• Yönerge: Aşağıdaki listede "Target: thin twig" ifadesinin geçtiği satırdan başlayıp listenin sonuna kadar uzanan bölümü, bu ilk satır ve son satır da dahil olmak üzere, hiçbir değişiklik yapmadan birebir yazın. Listenin geri kalanını yazmayın.

• Verilen kayıtlar:
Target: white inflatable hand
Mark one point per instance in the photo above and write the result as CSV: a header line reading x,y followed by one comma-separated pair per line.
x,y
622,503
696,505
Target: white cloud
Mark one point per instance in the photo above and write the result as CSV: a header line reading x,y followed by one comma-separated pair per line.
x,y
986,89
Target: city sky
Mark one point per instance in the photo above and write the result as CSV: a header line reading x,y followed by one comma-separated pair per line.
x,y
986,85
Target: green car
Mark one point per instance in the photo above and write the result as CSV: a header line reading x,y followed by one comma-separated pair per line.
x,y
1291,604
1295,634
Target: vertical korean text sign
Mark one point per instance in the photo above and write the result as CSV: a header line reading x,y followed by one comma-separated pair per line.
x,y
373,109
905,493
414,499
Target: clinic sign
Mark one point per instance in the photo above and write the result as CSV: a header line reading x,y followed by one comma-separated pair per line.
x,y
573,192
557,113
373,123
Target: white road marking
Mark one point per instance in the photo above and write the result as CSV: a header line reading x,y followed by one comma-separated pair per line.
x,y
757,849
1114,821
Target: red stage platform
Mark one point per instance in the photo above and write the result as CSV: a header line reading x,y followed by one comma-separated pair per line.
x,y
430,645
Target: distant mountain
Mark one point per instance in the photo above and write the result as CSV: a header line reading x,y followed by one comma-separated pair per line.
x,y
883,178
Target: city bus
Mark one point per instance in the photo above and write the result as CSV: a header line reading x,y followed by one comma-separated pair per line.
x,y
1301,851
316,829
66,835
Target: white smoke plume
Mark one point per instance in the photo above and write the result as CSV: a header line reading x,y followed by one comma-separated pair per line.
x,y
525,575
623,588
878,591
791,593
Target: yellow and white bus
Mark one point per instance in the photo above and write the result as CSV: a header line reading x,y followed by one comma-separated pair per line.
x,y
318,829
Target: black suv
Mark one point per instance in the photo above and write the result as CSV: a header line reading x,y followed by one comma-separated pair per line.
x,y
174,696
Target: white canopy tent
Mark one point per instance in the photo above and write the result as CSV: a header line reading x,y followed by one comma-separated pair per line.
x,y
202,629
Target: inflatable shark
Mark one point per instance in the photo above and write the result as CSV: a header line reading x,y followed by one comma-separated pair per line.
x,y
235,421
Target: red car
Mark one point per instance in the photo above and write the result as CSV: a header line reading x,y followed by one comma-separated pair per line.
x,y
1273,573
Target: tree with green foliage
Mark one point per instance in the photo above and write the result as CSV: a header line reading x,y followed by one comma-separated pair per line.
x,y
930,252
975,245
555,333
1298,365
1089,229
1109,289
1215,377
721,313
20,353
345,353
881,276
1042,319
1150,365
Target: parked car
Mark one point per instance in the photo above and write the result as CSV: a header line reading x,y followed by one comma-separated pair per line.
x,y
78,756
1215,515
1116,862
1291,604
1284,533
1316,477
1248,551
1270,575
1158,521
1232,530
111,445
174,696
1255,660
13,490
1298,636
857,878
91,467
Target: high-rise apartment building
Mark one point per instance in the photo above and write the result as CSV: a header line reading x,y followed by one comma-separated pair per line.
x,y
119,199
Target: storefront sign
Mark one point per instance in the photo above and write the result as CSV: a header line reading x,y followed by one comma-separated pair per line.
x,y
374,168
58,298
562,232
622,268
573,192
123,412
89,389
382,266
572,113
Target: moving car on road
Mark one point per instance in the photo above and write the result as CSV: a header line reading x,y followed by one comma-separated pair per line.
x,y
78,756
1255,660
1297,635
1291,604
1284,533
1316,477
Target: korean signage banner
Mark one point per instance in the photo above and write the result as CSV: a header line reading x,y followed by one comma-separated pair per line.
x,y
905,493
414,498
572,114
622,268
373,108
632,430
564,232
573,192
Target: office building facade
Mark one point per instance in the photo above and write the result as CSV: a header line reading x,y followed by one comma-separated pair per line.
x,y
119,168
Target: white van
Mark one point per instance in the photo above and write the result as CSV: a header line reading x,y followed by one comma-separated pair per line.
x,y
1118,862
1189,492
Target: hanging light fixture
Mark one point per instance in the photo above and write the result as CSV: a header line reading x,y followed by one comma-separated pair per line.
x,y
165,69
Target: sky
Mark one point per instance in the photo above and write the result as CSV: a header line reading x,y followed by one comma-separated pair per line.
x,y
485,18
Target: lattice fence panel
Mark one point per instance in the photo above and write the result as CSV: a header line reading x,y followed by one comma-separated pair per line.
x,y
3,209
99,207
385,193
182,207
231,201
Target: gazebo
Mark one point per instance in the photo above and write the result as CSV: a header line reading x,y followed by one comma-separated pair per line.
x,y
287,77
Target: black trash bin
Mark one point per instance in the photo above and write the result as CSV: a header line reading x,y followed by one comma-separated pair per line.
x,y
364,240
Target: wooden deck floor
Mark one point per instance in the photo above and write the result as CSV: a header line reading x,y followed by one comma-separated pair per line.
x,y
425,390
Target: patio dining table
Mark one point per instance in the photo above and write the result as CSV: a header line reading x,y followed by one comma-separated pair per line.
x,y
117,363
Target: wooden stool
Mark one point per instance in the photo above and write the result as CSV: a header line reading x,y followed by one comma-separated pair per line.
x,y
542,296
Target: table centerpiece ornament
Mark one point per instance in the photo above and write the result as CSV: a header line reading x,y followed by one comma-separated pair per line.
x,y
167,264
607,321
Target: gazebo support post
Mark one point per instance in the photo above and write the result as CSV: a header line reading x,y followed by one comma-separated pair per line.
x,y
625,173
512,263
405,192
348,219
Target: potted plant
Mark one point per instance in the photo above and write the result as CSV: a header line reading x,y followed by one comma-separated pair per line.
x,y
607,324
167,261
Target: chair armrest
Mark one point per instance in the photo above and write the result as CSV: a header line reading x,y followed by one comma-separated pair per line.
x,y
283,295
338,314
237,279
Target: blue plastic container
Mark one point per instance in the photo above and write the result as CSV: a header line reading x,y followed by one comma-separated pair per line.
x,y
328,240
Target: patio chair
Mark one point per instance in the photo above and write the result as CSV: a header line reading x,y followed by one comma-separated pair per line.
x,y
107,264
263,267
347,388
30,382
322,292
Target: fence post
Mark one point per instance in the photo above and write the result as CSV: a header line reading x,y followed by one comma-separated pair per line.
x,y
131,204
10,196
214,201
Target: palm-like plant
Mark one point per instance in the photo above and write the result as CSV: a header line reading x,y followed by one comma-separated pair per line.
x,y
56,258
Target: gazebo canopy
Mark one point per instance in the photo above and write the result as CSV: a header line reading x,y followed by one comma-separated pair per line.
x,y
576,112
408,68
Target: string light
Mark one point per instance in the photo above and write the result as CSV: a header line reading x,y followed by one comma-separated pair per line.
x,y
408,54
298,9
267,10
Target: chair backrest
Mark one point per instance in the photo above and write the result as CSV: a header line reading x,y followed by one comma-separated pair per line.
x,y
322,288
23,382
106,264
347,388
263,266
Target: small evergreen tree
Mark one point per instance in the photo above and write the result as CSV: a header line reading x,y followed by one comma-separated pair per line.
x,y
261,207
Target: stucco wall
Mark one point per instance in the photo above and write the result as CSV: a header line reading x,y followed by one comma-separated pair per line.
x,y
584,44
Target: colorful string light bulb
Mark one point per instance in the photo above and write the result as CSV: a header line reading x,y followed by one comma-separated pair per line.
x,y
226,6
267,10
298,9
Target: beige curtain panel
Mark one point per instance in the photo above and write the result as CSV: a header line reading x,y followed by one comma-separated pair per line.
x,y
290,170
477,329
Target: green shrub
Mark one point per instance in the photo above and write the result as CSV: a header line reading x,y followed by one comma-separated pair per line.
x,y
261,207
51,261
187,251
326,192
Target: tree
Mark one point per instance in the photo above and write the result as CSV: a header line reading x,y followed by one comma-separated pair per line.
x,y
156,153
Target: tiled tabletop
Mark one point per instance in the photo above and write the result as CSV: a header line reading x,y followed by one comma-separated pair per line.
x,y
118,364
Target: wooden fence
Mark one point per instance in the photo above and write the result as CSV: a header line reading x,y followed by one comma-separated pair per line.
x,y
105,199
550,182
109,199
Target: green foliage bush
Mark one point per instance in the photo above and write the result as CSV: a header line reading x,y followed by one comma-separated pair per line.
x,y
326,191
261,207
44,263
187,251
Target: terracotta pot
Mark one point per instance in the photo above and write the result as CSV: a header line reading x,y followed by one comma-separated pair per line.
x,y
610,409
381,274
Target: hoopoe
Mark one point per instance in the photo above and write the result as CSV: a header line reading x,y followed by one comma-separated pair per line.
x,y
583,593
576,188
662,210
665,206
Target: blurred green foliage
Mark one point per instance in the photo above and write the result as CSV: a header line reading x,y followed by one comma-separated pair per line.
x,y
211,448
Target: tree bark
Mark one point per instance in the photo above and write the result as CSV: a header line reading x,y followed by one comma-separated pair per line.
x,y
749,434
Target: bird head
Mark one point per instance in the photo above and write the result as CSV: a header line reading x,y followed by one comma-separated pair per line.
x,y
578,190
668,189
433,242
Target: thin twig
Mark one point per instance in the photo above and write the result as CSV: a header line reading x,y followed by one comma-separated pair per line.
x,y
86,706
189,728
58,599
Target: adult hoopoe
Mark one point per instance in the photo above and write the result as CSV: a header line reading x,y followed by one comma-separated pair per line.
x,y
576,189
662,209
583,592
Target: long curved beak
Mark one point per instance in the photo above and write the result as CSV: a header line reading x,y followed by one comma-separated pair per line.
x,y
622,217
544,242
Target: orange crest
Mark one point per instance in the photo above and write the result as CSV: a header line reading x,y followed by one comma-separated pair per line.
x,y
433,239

• Alıştırma çözümü:
Target: thin twig
Mark one point per instance in the photo above and write the result as CSV: a header line reading x,y followed by one comma-separated pair per line.
x,y
86,706
189,728
58,599
Target: adult hoopoe
Mark one point per instance in the photo above and write the result as CSV: a header line reading x,y followed by one comma-separated pair per line.
x,y
576,189
662,209
583,592
Target: long curved beak
Mark one point per instance in the photo above and write the result as CSV: a header line reading x,y followed by one comma-separated pair per line.
x,y
622,217
544,242
Target: orange crest
Mark one point per instance in the photo above and write the result as CSV: a header line reading x,y followed by one comma-separated pair per line.
x,y
433,239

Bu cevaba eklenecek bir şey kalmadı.